Apart from the pictures, everything in the lines below must be printed exactly.

········

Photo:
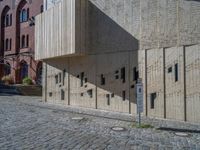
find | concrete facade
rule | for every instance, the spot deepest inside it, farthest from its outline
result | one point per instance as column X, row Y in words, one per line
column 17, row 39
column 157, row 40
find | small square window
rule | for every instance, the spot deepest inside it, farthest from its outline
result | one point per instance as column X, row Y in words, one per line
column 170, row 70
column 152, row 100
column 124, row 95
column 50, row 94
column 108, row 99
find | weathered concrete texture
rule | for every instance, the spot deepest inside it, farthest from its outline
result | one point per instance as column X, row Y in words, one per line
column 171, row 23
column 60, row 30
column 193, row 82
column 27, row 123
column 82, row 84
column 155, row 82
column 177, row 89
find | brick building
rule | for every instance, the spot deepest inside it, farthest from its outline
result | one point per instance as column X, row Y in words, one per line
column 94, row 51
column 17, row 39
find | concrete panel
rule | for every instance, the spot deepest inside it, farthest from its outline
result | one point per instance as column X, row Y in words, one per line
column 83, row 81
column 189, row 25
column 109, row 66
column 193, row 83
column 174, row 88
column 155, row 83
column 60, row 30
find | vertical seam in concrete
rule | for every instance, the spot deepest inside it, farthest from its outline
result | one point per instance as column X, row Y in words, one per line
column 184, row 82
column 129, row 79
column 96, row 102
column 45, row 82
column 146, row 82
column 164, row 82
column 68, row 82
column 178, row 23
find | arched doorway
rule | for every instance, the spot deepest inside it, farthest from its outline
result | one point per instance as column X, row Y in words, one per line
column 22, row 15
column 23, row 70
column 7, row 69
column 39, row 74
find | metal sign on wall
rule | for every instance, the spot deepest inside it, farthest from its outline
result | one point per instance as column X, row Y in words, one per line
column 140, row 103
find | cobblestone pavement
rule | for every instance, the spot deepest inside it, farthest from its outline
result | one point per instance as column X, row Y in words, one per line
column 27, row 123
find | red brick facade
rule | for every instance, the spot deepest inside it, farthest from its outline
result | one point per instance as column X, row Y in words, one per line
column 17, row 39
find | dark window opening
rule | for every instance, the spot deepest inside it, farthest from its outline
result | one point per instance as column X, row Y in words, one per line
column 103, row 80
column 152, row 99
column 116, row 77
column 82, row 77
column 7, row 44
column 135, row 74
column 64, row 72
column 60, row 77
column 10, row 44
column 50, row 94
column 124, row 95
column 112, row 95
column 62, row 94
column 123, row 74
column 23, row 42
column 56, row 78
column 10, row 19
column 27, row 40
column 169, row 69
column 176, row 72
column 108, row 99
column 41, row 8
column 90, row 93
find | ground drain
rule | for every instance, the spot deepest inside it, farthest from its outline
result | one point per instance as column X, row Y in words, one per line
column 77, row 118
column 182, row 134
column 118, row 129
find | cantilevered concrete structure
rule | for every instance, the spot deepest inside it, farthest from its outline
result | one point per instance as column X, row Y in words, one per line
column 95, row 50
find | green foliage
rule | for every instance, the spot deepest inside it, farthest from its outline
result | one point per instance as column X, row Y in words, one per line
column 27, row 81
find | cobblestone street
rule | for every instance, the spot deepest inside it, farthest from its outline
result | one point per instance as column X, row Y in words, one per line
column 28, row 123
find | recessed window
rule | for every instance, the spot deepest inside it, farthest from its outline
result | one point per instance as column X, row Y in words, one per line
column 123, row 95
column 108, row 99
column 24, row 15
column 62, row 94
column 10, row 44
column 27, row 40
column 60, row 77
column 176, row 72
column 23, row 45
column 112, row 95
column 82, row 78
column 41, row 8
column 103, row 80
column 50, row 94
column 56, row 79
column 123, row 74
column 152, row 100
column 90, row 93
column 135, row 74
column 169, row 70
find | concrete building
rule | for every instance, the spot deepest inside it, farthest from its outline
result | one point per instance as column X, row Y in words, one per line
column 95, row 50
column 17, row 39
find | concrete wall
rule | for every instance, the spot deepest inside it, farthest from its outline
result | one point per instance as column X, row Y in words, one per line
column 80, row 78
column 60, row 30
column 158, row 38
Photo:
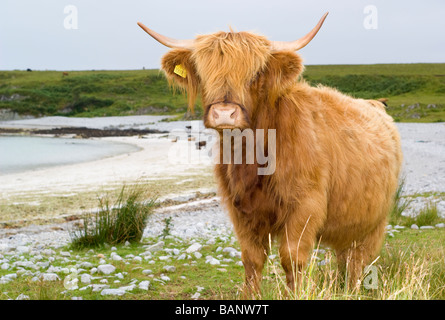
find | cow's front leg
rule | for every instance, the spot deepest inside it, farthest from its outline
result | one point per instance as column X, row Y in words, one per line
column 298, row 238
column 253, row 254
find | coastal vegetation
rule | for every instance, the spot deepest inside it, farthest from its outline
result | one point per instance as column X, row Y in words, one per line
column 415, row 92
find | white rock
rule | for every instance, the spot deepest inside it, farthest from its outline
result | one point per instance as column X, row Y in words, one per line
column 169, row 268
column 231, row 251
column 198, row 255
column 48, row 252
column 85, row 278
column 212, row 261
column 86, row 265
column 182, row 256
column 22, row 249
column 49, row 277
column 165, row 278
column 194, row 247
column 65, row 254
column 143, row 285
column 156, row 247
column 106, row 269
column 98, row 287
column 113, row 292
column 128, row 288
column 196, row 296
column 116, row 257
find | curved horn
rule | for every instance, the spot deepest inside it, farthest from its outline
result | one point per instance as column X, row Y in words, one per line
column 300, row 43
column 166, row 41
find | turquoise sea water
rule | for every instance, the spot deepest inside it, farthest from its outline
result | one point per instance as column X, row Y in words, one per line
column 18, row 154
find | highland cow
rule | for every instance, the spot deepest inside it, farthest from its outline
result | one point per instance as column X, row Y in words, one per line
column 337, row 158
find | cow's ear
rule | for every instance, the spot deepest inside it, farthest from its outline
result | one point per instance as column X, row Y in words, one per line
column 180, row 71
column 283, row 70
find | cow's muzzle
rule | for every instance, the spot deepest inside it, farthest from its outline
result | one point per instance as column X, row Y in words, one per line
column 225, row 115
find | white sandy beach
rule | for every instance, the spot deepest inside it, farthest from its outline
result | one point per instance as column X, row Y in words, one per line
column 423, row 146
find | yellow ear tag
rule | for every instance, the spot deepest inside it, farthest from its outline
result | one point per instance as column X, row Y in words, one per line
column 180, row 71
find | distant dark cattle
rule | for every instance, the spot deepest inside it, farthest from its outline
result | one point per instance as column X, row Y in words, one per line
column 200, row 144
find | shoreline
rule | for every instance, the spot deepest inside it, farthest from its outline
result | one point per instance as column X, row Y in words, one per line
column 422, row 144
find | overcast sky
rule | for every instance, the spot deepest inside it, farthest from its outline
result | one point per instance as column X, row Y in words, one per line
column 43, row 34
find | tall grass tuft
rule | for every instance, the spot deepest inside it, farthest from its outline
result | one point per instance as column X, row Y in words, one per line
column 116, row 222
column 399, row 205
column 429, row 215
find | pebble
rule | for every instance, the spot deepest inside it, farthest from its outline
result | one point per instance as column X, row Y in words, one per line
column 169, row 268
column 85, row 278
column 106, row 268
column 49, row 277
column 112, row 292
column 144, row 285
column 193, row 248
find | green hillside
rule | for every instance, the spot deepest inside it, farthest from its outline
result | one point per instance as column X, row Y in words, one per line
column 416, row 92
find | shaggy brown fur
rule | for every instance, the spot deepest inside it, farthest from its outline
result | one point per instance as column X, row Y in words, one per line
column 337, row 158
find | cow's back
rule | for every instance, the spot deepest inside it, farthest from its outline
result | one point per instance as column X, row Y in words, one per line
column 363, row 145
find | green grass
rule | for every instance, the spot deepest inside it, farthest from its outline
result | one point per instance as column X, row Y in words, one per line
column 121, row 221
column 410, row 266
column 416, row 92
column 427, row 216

········

Result for this exercise
Photo:
find | concrete facade
rule | for every instance, the spot deepest inside it, farthest from its outline
result | one point per instance as column X, row Y in words, one per line
column 17, row 39
column 157, row 40
find | small square window
rule | for every instance, the spot deepest inside it, farthest from its outline
result | one point per instance as column X, row Y in words, one per line
column 170, row 70
column 152, row 100
column 124, row 95
column 50, row 94
column 108, row 99
find | weathered concrete texture
rule | for every instance, the spot deepest inside it, farthest from its outline
result | one point per instance as column X, row Y in words, one per line
column 171, row 23
column 60, row 30
column 193, row 82
column 27, row 123
column 82, row 84
column 155, row 82
column 177, row 89
find | brick building
rule | for every instance, the spot deepest inside it, farthest from its outline
result | one point per instance as column X, row Y in words, one per line
column 94, row 51
column 17, row 39
find | concrete panel
rule | for every instance, the spot deepest inside it, farthest from its outline
result | one point per instance as column X, row Y in words, one per line
column 83, row 81
column 189, row 25
column 109, row 66
column 193, row 83
column 174, row 88
column 155, row 83
column 60, row 30
find | vertical seam in concrete
rule | for every instance, the spot deepest inside it, farthest from its outline
result | one point per instance as column X, row Y in words, one per line
column 184, row 82
column 129, row 79
column 96, row 102
column 45, row 82
column 146, row 82
column 164, row 82
column 68, row 82
column 178, row 23
find | arched doorway
rule | for every instance, the spot deepest inside it, farthest from its outline
result | one point per instance as column X, row Y in words, one per line
column 22, row 15
column 23, row 70
column 7, row 69
column 39, row 74
find | metal sign on wall
rule | for every instance, the spot deepest inside it, farthest from its outline
result | one point per instance as column X, row Y in words, one per line
column 140, row 103
find | cobblestone pavement
rule | for every instance, the spot deepest inside it, farthest from its outline
result | one point per instance as column X, row Y in words, one per line
column 27, row 123
find | red brick facade
rule | for every instance, the spot deepest inside it, farthest from its outline
result | one point per instance as column X, row Y in words, one per line
column 17, row 39
find | dark window opening
rule | for every instance, the spot deepest inside it, farthest from its outline
result | one point per instance as column X, row Y in words, one per line
column 103, row 80
column 152, row 99
column 116, row 77
column 82, row 77
column 7, row 44
column 135, row 74
column 64, row 72
column 60, row 77
column 10, row 44
column 50, row 94
column 124, row 95
column 112, row 95
column 62, row 94
column 123, row 74
column 23, row 42
column 56, row 78
column 10, row 19
column 27, row 40
column 169, row 69
column 176, row 72
column 108, row 99
column 41, row 8
column 90, row 93
find | ground drain
rule | for every instance, the spot deepest inside it, farthest from its outline
result | one point per instance as column X, row Y in words, one per line
column 77, row 118
column 182, row 134
column 118, row 129
find | cantilevered concrete structure
rule | for every instance, the spot deepest inside it, farthest from its outline
result | one point per instance as column X, row Y in words, one per line
column 95, row 50
find | green foliage
rule | for every instance, the spot deepest inside it, farthest from its outline
result | one point per instance as column X, row Y in words, one per line
column 27, row 81
find | cobblestone street
rule | for every instance, the spot deepest inside it, farthest from its outline
result | one point per instance as column X, row Y in words, one per line
column 28, row 123
find | recessed window
rule | for every instance, the spot deepest inside it, farthest from its outline
result | one point per instance as column X, row Y in words, one per line
column 123, row 95
column 108, row 99
column 24, row 15
column 62, row 94
column 10, row 44
column 27, row 40
column 60, row 77
column 176, row 72
column 23, row 45
column 112, row 95
column 82, row 78
column 41, row 8
column 103, row 80
column 50, row 94
column 56, row 79
column 123, row 74
column 152, row 100
column 90, row 93
column 135, row 74
column 169, row 70
find | concrete building
rule | for every instance, the spot deepest inside it, farthest from its outline
result | one point per instance as column X, row Y in words, one per line
column 95, row 50
column 17, row 39
find | concrete wall
rule | for every instance, the spot deepest inside it, farthest from its outline
result | one point per instance as column X, row Y in words, one per line
column 80, row 78
column 60, row 30
column 158, row 38
Photo:
find | cow's front leg
rule | for every instance, the spot deepest inside it, farthest from its outline
result | one point per instance as column X, row Y in words, one per line
column 298, row 238
column 253, row 254
find | coastal vegetation
rule | for every instance, the spot deepest inside it, farthest from its outline
result | one point per instance as column X, row Y in words, one per line
column 415, row 92
find | white rock
rule | for every instance, the spot deepest inside it, farthest from its outline
result | one point per instance as column X, row Y in words, one per line
column 169, row 268
column 231, row 251
column 198, row 255
column 48, row 252
column 85, row 278
column 212, row 261
column 86, row 265
column 182, row 256
column 22, row 249
column 49, row 277
column 165, row 278
column 194, row 247
column 65, row 254
column 143, row 285
column 156, row 247
column 106, row 269
column 98, row 287
column 113, row 292
column 128, row 288
column 196, row 296
column 116, row 257
find | curved horn
rule | for every instance, the spot deepest inside it, farthest from its outline
result | one point per instance as column X, row Y in words, one per line
column 300, row 43
column 166, row 41
find | turquoise sea water
rule | for every instance, the spot deepest inside it, farthest from its outline
result | one point per instance as column X, row Y in words, one per line
column 18, row 154
find | highland cow
rule | for every instance, the spot deepest inside it, farthest from its outline
result | one point per instance as column X, row Y in words, one per line
column 337, row 158
find | cow's ear
rule | for every instance, the spot deepest inside it, farthest from its outline
result | one point per instance as column X, row Y in words, one per line
column 180, row 71
column 283, row 70
find | cow's muzzle
rule | for every instance, the spot deepest inside it, farthest from its outline
result | one point per instance as column X, row Y in words, one per line
column 225, row 115
find | white sandy beach
rule | for every instance, the spot deepest inside it, farthest from its outline
result | one point per instance as column X, row Y in words, one per line
column 423, row 146
find | yellow ear tag
rule | for every instance, the spot deepest inside it, farthest from its outline
result | one point per instance as column X, row Y in words, one per line
column 180, row 71
find | distant dark cattle
rule | for every instance, the spot deepest inside it, farthest from its outline
result | one point per instance as column X, row Y in words, one per line
column 200, row 144
find | shoreline
rule | for every instance, the spot deepest inside it, farthest from its outline
result | one point per instance as column X, row Y in words, one per line
column 422, row 144
find | overcast sky
rule | for every instance, the spot deepest inside it, farthest from its outline
result | one point per instance as column X, row Y in words, one per line
column 43, row 34
find | tall grass tuft
rule | for every instance, the spot deepest inside it, farthest from its outline
result | one point per instance as column X, row Y in words, one per line
column 116, row 222
column 399, row 205
column 429, row 215
find | pebble
rule | for every instance, the spot deepest inside it, farthest from its outline
result | one point per instance as column X, row Y in words, one per line
column 169, row 268
column 85, row 278
column 106, row 268
column 49, row 277
column 112, row 292
column 144, row 285
column 193, row 248
find | green hillside
rule | for every instance, the spot deepest inside it, farthest from its outline
result | one point per instance as column X, row Y in words, one per line
column 416, row 92
find | shaggy brown fur
rule | for every instance, the spot deepest inside it, farthest from its outline
result | one point per instance as column X, row Y in words, one per line
column 337, row 158
find | cow's back
rule | for every instance, the spot deepest inside it, farthest from its outline
result | one point per instance as column X, row Y in words, one per line
column 363, row 145
find | green grass
rule | for every instance, the spot deepest inside it, farthest from its outline
result | one point per instance as column X, row Y in words, one per line
column 121, row 221
column 410, row 266
column 416, row 92
column 427, row 216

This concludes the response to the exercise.